» Task goal
Match on the string "plant" in the entries below and return every matching line.

*** Provided entries ***

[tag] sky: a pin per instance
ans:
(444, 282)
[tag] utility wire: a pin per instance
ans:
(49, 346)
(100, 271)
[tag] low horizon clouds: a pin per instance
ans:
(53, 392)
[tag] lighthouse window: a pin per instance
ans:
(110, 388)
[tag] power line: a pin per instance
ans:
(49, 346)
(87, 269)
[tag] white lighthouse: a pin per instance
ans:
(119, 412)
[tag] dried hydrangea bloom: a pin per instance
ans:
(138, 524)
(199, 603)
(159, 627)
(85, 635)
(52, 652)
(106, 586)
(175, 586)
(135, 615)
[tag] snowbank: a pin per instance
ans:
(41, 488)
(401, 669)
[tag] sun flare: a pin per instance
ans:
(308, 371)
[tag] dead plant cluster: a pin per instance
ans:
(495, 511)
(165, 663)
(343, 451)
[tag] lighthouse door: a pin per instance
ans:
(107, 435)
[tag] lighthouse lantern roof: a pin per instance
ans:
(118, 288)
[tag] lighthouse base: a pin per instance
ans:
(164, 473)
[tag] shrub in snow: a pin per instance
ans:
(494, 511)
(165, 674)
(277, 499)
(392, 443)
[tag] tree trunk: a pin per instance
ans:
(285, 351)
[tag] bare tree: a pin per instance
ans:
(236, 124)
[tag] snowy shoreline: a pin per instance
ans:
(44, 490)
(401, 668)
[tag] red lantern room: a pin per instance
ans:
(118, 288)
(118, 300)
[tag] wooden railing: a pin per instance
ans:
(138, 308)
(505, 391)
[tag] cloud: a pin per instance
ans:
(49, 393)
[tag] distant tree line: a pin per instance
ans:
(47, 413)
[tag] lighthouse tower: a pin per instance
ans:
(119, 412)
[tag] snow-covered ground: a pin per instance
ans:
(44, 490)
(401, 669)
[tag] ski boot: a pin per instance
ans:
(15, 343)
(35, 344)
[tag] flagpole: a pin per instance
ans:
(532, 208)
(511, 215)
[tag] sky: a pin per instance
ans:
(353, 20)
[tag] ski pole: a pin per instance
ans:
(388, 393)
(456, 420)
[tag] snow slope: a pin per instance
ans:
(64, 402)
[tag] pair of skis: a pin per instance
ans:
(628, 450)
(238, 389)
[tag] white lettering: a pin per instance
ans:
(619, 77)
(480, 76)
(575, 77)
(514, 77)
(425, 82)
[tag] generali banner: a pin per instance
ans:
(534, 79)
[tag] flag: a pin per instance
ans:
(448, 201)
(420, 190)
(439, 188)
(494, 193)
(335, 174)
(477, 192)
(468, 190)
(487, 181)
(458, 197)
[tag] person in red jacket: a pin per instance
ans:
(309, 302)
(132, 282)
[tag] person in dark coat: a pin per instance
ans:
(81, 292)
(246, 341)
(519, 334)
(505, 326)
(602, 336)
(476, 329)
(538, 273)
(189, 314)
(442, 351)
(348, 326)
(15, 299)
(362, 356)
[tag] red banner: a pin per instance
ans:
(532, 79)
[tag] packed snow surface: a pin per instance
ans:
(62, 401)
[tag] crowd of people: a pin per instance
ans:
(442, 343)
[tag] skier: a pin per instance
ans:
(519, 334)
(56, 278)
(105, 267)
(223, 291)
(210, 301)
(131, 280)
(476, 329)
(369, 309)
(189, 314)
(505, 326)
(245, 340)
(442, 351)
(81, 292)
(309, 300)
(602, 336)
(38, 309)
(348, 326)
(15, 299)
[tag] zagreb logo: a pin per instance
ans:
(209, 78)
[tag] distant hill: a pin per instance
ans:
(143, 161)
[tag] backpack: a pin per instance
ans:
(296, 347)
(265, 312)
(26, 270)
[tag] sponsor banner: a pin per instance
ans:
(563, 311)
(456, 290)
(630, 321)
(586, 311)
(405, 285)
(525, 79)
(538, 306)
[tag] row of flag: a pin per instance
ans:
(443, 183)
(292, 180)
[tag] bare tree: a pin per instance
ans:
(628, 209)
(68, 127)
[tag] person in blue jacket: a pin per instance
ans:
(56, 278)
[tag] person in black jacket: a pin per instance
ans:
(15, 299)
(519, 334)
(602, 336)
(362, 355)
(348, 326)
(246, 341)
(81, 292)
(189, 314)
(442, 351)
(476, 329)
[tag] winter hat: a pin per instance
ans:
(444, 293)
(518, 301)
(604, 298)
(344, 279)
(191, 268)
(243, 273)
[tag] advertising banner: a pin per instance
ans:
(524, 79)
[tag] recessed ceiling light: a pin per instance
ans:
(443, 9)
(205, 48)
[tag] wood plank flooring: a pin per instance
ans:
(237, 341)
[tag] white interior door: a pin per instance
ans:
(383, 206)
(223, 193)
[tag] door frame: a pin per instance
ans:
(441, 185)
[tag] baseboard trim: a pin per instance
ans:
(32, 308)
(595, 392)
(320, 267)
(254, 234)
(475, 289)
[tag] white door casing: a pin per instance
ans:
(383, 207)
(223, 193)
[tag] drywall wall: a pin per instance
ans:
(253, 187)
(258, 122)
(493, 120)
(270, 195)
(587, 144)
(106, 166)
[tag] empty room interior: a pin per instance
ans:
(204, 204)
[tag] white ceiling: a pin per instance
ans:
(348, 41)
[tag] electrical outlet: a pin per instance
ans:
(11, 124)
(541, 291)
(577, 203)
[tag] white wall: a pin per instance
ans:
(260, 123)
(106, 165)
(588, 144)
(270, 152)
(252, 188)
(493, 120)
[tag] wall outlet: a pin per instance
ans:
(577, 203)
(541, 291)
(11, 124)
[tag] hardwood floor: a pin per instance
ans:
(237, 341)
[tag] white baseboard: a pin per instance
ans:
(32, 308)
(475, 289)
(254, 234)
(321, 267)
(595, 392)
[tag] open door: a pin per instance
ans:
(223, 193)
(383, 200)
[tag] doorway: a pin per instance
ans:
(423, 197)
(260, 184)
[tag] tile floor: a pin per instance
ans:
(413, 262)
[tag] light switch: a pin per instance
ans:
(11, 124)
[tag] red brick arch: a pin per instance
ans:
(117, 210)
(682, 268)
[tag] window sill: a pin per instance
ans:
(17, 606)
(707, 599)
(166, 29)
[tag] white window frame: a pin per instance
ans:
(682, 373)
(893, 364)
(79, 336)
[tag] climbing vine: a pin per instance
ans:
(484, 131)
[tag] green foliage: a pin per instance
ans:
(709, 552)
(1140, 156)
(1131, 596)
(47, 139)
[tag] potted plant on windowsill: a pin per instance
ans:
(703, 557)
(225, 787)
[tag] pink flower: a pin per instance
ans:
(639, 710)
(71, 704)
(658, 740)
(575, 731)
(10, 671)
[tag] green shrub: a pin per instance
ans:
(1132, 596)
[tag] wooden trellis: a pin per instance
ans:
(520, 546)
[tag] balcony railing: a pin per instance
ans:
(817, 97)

*** End of Provided entries ***

» Answer section
[tag] dead plant cluster: a pin per instance
[tag] potted plant on windowsill: a pin per instance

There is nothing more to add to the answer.